=== Listed records ===
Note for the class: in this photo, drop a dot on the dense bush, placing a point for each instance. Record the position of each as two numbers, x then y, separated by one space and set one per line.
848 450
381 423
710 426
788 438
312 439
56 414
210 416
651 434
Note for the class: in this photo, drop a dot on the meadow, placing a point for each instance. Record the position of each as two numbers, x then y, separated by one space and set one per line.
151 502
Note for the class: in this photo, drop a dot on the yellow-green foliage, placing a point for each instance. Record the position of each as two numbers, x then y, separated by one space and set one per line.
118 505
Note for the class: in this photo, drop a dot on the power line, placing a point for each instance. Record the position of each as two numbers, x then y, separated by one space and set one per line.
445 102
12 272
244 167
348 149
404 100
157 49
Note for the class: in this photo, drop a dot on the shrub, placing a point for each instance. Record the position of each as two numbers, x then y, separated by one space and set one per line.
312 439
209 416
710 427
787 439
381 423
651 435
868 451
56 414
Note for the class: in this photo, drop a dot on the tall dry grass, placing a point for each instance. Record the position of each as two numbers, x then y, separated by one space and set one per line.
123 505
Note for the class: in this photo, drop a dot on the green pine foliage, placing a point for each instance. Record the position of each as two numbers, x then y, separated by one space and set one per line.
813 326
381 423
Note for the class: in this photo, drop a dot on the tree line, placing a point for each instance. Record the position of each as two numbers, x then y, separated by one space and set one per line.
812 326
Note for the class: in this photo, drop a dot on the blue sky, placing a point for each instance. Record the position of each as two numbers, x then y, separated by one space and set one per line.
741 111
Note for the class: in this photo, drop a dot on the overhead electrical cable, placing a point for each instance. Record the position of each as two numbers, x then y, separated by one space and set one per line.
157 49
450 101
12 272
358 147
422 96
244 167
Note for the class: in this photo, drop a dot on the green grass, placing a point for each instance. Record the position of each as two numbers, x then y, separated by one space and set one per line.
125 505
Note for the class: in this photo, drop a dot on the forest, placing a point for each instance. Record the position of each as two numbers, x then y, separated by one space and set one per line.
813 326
===
_Requirement_:
Could you reproduce all of the entries exactly as they appear?

_Completed task_:
Note for the class: in this photo, drop a dot on the dense bush, placing a point for each instance. Record the position of each as two numbers, x then y, separated by one space and set one per line.
848 450
381 423
710 426
788 438
312 439
56 414
210 416
651 434
Note for the class: in this photo, drop a dot on the meadow, placing a point for each instance. Record the position of each as two numbers, x then y, separated by one space and set one per line.
151 502
Note for the class: in this photo, drop a dot on the yellow-green foliage, placing a point for each instance. Record the position of each as two numbers, x then y, separated by one space and set one per line.
118 505
Note for the class: in this photo, drop a dot on the power line, placing a point for each instance. Record the position of each as two numbers, x then y, separated by one space and set one per line.
445 102
12 272
244 167
348 149
404 100
157 49
Note for the class: in this photo, drop a dot on the shrub, placing a point for each instance. Record the position of each as two numbers, x then y, separated by one space and set one per line.
312 439
209 416
710 427
787 439
381 423
651 435
868 451
56 414
Note for the class: in this photo, drop a dot on the tall dry grass, placing a point for each instance. Record the position of each as two numbers, x then y, separated by one space and set one per line.
123 505
Note for the class: in this photo, drop a dot on the green pine foliage, placing a point for each instance. Record the position of each as two numbers, x then y, separated by one space and set one per line.
813 326
381 423
Note for the class: in this photo, drop a dot on the tree line, placing a point for each instance. Record the position of each as two numbers, x then y, separated by one space and set one per line.
812 326
Note for the class: in this photo, drop a dot on the blue sky, placing a point for each instance. Record the position of each as two numbers, x then y, separated by one space and set one per line.
741 111
Note for the class: in this photo, drop a dot on the overhead electrical cable, placing a point for each instance. Record the position of each as two numbers, x then y, separated by one space and set one per line.
157 49
450 101
12 272
358 147
422 96
244 167
Note for the class: in this photo, drop a dot on the green grass, placing a point for each instance. Record the position of each as two numbers, x then y, separated by one space and set one per line.
125 505
Note for the class: in this photo, drop a dot on the forest, placing a point for each instance. Record the position of each as two numbers, x then y, separated by one space and set one per line.
813 326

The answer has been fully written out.